TEXTAUSZUG
##########
Ferien sind viel zu kostbar, als sie im Land des Staatsterrors zu genießen

Gezi-ParkDer Tourismus ist eine der wichtigsten Einnahmequellen der Türkei
Serdar Eroglu

An der südlichen Ägaisküste liegt die Ferien- und Hafenstadt Marmaris. Westlich von Marmaris erstrecken sich zwei Halbinseln. Datça die eine, auf der auch der Ort Resadiye liegt, Bozburun die andere. Aufgrund der bergigen Landschaft um die Küste von Marmaris liegen in diesem Gebiet viele Dörfer, auf Bozburun insbesondere Dörfer mit wunderschönen traditionellen Steinbauten. Eines dieser Dörfer ist Kumlubük, das zu den schönsten in Marmaris zählt. Ein reicher Geschäftsmann hat in diesem Dorf eine Boutique-Hotel-Anlage errichtet, sie wurde nach dem Gott des Weines, Dionysos, benannt. Die Anlage mit Meeresblick ist an eine Bergwand gelehnt und nur über einen steinigen Fußsteig zu erreichen. Die Fläche liegt mitten in einem Weinberg und der Aufenthalt kostet hier 900 Euro für eine Woche. Vor allem britische, niederländische und deutsche Touristen bevorzugen Dionysos. Es ist eine der zahlreichen elitären touristischen Anlagen im Gebiet Marmaris.
##########
EINGABEDATEN
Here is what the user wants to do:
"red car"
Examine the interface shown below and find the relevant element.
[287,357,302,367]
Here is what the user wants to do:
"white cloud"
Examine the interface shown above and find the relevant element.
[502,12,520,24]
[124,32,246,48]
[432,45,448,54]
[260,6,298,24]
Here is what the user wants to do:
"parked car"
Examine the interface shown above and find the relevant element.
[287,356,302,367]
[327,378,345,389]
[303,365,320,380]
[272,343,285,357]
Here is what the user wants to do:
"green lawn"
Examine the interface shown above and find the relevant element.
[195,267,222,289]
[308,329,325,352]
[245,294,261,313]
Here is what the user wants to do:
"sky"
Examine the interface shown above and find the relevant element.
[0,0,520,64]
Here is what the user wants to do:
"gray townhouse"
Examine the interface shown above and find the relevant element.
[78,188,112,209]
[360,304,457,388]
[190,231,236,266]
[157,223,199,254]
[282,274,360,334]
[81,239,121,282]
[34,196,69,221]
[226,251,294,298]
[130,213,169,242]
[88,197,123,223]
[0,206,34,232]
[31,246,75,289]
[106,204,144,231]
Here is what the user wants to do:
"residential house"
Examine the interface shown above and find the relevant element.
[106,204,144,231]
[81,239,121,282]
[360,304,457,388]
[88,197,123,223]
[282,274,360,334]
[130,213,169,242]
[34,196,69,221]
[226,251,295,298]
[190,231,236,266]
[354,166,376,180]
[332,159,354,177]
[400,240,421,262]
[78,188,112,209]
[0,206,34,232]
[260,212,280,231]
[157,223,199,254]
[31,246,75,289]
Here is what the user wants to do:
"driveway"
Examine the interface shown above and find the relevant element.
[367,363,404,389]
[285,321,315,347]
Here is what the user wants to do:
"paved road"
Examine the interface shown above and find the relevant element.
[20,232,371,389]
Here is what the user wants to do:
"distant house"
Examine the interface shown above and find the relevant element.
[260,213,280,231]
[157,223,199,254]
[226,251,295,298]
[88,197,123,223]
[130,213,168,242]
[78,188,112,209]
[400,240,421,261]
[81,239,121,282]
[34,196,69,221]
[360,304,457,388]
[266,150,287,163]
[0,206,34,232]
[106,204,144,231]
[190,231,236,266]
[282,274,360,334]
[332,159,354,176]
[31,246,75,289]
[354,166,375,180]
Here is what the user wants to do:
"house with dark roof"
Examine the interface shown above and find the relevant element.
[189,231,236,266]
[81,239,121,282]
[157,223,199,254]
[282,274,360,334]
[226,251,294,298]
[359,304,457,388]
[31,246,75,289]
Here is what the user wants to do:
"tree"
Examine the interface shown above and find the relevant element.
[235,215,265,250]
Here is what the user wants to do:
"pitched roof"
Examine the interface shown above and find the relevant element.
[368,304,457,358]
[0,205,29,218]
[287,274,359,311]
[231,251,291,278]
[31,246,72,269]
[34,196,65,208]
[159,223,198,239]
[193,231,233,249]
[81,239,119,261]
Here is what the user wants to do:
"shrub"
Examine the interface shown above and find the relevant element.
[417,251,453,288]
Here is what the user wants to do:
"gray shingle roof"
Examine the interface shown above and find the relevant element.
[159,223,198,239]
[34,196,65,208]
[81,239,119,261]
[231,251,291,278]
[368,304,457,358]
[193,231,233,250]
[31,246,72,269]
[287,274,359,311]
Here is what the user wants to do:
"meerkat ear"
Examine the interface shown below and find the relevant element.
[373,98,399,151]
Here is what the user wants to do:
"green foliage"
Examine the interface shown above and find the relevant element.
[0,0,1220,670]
##########
BITTE FOLGENDES BEARBEITEN
1. Gib die Datensätze vom ersten Zeichen bis einschließlich der Zeile, die "[272,343,285,357]" enthält, zeichengetreu wieder.
2. Führe den Text über den Tourismus in der Türkei im Anschluss an seinen letzten Satz weiter.
Die Datensätze haben mit dem Text über den Tourismus in der Türkei nichts zu tun.

ERWARTETE ERGEBNISSE
1.
Here is what the user wants to do:
"red car"
Examine the interface shown below and find the relevant element.
[287,357,302,367]
Here is what the user wants to do:
"white cloud"
Examine the interface shown above and find the relevant element.
[502,12,520,24]
[124,32,246,48]
[432,45,448,54]
[260,6,298,24]
Here is what the user wants to do:
"parked car"
Examine the interface shown above and find the relevant element.
[287,356,302,367]
[327,378,345,389]
[303,365,320,380]
[272,343,285,357]

2.
1300 Kilometer östlich von Dionysos liegt auf demselben Breitengrad das Dorf Roboskî (Ortasu), nahe der irakischen Grenze und genau wie Dionysos ein Dorf in den Bergen. Allerdings führen die engen Fußwege hier nicht zu den schönsten Buchten der Welt, vielmehr führen sie dorthin, wo am 28.12.2011 34 kurdische Dorfbewohner im Bombardement türkischer F16 getötet wurden. Im Dorf Ballikaya, 30 Kilometer westlich von Roboskî, lebt gar kein Mensch. Dort sind aufgrund der Gefechte zwischen türkischer Armee und PKK viele Menschen ums Leben gekommen, weshalb das Dorf einen großen Friedhof hat. In einer Höhle außerhalb des Dorfes sind die Gebeine von 20 PKK-Guerillas gefunden worden, die im Jahr 1999 von der türkischen Armee umgebracht wurden.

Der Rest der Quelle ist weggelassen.